TASK DESCRIPTION. Collect every line below that contains the string "viewBox", and copy each one in full.

DATA ENTRIES.
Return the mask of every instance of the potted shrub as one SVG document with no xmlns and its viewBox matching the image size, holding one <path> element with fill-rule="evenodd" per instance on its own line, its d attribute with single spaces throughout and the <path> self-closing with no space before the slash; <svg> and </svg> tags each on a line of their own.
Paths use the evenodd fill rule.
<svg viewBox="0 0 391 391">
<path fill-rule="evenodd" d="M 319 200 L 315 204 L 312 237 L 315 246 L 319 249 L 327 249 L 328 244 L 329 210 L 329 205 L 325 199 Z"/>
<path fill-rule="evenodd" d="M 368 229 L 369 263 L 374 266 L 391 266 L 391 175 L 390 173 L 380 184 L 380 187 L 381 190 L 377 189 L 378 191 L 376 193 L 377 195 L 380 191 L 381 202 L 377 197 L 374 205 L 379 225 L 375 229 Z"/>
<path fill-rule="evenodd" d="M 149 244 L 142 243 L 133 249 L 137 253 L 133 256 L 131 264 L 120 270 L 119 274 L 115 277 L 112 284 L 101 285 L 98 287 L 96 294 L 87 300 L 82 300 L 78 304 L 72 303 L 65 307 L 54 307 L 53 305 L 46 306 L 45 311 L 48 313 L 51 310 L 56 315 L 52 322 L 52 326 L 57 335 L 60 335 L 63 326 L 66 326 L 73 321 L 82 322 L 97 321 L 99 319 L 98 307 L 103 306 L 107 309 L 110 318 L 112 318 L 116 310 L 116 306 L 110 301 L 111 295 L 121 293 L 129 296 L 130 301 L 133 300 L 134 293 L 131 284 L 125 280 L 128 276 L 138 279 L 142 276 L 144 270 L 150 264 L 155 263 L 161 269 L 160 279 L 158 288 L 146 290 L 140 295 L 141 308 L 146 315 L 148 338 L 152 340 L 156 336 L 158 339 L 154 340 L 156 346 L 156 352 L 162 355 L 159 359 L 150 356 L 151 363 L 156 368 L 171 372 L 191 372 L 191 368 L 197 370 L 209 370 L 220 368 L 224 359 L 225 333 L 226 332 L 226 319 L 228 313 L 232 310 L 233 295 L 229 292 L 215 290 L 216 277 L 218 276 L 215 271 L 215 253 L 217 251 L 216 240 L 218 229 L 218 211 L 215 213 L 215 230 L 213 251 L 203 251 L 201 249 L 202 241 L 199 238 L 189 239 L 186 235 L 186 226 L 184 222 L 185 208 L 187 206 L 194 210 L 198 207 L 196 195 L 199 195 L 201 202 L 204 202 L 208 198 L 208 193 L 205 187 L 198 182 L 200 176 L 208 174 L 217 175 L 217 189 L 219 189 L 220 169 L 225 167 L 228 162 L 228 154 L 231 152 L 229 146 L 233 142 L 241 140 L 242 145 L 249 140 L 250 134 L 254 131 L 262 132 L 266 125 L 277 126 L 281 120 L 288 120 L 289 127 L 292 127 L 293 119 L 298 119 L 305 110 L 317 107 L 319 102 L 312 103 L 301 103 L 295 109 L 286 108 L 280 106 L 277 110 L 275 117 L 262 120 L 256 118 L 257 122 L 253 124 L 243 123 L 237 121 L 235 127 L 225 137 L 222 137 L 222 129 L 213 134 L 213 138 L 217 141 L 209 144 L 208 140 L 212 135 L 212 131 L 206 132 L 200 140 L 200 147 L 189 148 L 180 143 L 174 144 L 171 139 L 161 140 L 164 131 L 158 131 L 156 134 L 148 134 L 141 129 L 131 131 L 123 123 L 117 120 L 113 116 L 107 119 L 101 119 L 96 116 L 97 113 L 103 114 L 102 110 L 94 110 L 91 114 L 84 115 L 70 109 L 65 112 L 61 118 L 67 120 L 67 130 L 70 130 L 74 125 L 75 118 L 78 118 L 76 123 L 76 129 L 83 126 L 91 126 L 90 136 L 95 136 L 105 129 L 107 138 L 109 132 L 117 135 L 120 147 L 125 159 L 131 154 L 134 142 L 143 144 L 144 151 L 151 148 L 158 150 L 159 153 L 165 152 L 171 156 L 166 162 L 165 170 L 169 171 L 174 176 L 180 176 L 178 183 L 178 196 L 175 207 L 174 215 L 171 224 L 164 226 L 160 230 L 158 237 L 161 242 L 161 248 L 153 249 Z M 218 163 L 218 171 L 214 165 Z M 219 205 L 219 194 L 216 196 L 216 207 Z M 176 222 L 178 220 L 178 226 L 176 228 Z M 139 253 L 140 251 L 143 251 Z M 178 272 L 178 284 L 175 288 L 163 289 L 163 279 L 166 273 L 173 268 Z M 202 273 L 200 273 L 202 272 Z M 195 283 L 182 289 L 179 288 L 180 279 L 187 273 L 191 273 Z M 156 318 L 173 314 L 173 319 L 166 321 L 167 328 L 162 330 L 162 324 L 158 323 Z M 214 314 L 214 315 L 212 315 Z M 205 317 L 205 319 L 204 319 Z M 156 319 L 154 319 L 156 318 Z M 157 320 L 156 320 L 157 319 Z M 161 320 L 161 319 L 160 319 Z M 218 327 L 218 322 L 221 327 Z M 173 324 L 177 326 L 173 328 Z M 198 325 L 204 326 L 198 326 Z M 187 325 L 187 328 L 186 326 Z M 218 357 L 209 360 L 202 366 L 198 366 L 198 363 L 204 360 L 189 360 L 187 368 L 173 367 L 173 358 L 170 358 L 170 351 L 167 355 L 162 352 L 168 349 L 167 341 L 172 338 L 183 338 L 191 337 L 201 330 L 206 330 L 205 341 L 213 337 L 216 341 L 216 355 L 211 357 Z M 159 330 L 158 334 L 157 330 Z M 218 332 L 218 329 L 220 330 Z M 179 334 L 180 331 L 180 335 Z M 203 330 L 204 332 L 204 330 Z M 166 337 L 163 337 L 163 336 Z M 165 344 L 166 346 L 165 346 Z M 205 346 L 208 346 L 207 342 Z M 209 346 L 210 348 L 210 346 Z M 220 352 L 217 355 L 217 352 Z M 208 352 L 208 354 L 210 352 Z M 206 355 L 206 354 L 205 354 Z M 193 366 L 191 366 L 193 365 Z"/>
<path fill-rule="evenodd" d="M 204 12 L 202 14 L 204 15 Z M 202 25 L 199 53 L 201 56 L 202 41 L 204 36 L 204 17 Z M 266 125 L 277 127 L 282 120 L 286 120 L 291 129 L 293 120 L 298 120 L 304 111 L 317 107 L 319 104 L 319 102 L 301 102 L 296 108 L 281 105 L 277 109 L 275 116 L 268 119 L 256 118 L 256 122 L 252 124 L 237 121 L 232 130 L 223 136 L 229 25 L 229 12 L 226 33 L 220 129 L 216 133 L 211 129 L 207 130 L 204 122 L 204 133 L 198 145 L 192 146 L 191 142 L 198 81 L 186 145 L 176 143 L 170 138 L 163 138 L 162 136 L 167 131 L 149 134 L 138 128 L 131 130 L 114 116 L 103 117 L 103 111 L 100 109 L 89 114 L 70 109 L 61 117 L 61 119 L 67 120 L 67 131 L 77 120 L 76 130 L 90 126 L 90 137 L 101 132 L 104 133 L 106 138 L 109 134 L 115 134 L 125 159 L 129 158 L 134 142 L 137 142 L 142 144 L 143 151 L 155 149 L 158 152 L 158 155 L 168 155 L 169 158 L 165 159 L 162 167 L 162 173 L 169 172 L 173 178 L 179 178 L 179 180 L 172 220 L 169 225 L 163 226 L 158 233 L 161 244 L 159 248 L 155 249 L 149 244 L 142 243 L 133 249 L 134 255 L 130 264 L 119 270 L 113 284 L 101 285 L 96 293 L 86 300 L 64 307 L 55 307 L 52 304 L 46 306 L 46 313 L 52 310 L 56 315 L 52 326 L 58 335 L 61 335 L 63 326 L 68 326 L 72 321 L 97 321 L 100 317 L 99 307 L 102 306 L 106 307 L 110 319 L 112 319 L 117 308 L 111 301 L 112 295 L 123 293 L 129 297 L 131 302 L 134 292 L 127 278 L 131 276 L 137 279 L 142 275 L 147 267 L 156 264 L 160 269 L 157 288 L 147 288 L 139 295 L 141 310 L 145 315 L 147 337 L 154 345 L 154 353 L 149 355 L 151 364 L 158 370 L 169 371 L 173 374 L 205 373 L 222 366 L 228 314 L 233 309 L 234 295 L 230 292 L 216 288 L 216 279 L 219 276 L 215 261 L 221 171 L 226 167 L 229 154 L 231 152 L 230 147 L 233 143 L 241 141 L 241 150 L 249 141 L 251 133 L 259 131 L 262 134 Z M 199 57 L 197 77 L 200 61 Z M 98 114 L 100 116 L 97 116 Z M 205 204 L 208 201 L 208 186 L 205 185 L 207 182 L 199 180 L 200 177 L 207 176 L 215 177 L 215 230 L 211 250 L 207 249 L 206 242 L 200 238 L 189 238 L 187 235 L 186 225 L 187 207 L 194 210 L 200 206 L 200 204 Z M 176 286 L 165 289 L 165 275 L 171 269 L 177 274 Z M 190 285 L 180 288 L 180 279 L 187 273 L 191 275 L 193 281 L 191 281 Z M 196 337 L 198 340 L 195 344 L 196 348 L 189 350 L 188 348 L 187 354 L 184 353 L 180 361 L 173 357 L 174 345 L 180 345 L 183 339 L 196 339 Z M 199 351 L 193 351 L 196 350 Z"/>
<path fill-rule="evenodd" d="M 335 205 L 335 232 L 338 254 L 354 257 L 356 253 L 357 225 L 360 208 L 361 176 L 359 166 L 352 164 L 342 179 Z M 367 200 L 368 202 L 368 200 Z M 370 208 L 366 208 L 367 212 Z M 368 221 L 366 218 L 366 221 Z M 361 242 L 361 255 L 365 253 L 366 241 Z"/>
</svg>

WORKED ANSWER.
Return the mask of every instance of the potted shrub as one SVG document with no xmlns and its viewBox matching the image size, holding one <path> element with fill-rule="evenodd" per instance on its own line, its d attribute with single spaces throughout and the <path> self-closing with no space before the slash; <svg> and </svg> tags each on a line of their own.
<svg viewBox="0 0 391 391">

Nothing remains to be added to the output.